EXERCISE DIRECTIONS -
Reproduce the items starting at the beginning and ending at the line that contains "101L75 110L74 115L76", substituting "occurrence" for "instance" and leaving everything else the same.
--- Begin INFORMATION SHOWN ---
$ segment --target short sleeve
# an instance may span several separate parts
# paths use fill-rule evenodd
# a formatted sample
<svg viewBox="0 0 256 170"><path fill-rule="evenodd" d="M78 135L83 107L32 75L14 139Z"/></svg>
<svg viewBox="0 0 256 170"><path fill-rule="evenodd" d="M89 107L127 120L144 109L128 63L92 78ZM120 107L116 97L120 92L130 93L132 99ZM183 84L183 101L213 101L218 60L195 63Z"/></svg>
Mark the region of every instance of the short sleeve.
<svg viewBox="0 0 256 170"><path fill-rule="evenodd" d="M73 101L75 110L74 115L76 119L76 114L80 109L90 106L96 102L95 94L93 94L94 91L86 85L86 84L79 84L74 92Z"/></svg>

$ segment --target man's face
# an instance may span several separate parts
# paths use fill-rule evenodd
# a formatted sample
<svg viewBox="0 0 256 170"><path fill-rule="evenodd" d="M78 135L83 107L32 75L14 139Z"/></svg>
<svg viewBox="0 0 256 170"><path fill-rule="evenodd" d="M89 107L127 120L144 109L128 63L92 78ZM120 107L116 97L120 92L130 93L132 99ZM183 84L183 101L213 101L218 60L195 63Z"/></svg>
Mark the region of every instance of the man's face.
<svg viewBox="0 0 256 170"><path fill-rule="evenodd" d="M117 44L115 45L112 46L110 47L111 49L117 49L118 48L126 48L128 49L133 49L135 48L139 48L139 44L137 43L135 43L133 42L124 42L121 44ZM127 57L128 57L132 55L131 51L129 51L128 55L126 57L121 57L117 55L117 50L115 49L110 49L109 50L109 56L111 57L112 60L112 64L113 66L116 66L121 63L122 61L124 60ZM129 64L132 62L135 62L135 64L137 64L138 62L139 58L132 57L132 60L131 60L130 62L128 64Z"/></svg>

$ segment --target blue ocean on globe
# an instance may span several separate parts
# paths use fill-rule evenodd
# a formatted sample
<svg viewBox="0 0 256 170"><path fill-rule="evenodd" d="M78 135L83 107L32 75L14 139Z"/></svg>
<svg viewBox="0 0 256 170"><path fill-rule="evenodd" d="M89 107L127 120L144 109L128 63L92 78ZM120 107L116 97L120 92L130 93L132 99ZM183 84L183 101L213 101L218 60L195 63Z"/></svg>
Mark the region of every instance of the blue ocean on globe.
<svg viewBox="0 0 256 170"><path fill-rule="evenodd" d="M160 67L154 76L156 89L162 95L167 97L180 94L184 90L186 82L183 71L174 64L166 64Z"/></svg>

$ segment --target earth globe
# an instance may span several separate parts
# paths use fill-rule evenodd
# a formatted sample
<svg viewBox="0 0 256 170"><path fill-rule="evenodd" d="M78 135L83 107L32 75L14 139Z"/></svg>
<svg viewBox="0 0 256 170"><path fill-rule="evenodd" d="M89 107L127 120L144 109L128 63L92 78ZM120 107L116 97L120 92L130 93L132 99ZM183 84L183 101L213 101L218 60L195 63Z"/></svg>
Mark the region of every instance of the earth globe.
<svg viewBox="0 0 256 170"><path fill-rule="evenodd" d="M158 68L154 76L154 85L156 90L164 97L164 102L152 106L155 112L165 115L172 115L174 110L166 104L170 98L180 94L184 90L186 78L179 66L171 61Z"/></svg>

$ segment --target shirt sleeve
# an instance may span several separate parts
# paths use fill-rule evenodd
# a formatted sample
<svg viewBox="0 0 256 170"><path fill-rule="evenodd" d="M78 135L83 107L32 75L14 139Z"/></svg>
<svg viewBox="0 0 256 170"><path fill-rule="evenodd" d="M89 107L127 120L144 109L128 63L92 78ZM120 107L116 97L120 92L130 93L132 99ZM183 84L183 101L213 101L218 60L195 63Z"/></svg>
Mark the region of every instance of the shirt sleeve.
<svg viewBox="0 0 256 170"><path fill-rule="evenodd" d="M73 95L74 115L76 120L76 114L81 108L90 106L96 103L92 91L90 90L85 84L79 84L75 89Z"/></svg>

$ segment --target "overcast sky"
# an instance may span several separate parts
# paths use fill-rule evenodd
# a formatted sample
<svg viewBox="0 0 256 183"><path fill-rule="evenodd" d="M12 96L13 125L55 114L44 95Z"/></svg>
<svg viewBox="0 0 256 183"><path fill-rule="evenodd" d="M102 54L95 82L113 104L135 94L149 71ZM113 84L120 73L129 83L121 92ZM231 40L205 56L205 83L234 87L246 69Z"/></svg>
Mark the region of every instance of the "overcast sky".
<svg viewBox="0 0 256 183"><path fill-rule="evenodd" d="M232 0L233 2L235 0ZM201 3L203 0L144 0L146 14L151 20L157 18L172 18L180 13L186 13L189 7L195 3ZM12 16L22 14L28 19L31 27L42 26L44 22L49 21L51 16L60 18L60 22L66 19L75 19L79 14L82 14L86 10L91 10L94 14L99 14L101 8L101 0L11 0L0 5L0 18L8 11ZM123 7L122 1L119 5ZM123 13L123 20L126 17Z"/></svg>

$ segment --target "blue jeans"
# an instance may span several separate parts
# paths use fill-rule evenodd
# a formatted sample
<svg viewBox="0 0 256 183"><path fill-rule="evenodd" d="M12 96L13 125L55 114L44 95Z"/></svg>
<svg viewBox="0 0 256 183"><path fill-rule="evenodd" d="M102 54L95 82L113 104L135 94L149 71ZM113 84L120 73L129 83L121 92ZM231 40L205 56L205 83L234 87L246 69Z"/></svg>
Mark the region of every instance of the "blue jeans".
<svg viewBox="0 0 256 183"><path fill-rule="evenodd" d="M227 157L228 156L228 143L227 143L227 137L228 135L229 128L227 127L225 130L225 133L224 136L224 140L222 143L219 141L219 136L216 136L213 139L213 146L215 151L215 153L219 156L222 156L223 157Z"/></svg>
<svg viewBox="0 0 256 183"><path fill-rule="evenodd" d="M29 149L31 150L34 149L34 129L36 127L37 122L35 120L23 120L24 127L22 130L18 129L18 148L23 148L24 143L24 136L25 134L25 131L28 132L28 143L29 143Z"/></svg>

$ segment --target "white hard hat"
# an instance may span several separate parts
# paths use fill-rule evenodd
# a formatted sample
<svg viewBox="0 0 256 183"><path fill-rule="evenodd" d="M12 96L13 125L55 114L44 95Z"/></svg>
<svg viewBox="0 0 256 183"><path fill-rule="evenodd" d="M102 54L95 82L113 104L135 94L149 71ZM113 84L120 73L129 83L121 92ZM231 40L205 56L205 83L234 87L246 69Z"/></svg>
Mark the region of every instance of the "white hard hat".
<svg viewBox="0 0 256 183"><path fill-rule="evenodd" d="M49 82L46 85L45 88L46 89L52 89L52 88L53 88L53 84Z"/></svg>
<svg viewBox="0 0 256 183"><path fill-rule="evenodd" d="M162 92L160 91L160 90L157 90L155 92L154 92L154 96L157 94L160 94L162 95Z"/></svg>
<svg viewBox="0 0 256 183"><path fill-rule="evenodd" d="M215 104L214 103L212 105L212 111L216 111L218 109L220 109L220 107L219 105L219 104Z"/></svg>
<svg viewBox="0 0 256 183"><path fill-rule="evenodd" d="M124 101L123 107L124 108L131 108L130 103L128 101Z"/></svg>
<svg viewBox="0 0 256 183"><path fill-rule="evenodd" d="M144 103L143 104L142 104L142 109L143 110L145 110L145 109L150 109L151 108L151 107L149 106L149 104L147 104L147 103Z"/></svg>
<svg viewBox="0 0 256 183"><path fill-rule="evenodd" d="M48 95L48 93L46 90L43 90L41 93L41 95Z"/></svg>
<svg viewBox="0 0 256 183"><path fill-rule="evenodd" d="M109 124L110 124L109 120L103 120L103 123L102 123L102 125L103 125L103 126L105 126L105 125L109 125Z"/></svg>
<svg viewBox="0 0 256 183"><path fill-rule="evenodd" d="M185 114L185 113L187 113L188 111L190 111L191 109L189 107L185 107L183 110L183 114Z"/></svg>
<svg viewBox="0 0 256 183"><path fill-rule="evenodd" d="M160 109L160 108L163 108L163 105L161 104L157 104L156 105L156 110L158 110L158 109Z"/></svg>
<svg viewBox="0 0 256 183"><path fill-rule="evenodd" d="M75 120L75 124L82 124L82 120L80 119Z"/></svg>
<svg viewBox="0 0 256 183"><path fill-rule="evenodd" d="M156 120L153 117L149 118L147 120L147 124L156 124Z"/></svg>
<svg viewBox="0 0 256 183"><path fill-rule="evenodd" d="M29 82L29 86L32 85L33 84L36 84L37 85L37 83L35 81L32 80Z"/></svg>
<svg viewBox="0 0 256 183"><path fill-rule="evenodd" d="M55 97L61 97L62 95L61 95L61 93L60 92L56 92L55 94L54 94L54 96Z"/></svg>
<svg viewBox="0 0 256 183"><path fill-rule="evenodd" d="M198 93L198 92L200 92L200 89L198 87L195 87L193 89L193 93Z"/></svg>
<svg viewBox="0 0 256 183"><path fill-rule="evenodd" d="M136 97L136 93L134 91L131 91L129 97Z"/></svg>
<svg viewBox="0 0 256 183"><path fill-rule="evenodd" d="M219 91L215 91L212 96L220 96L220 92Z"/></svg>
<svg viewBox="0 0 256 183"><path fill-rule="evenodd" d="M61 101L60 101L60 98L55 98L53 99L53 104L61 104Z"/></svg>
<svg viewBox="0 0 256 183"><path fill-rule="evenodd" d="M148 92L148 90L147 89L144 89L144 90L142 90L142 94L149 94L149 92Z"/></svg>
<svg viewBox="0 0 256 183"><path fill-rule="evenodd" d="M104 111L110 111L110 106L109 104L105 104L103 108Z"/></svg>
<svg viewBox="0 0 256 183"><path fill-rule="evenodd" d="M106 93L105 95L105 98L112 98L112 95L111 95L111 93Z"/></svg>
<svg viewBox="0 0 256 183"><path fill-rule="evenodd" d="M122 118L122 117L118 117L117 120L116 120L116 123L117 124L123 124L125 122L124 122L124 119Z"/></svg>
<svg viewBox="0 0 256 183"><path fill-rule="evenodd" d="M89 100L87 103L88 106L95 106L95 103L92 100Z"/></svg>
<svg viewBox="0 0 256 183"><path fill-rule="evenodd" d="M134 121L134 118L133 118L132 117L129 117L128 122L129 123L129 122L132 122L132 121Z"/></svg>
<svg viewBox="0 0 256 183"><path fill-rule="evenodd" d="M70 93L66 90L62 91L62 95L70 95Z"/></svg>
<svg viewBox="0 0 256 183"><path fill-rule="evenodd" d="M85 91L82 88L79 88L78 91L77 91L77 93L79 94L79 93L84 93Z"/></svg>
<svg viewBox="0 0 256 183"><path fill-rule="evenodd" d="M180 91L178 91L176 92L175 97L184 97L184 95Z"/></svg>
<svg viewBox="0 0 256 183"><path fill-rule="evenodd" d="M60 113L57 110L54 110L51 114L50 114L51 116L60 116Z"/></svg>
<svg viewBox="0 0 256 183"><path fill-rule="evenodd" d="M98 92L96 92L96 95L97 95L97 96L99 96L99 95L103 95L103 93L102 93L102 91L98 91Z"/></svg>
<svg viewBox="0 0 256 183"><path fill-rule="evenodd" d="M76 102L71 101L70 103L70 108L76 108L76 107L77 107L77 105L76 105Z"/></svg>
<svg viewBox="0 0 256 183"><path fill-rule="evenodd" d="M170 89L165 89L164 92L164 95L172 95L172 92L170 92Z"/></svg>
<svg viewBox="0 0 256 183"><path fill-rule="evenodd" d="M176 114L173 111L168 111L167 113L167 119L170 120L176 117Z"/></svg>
--- End INFORMATION SHOWN ---
TASK ANSWER -
$ segment --target short sleeve
# an occurrence may span several separate parts
# paths use fill-rule evenodd
# a formatted sample
<svg viewBox="0 0 256 170"><path fill-rule="evenodd" d="M78 135L83 107L32 75L14 139Z"/></svg>
<svg viewBox="0 0 256 170"><path fill-rule="evenodd" d="M89 107L127 120L144 109L128 63L92 78ZM120 107L116 97L120 92L130 93L132 99ZM183 84L183 101L213 101L218 60L195 63Z"/></svg>
Mark the region of every occurrence of the short sleeve.
<svg viewBox="0 0 256 170"><path fill-rule="evenodd" d="M73 101L75 110L74 115L76 119L76 114L80 109L90 106L96 102L95 94L93 94L94 91L86 85L86 84L79 84L74 92Z"/></svg>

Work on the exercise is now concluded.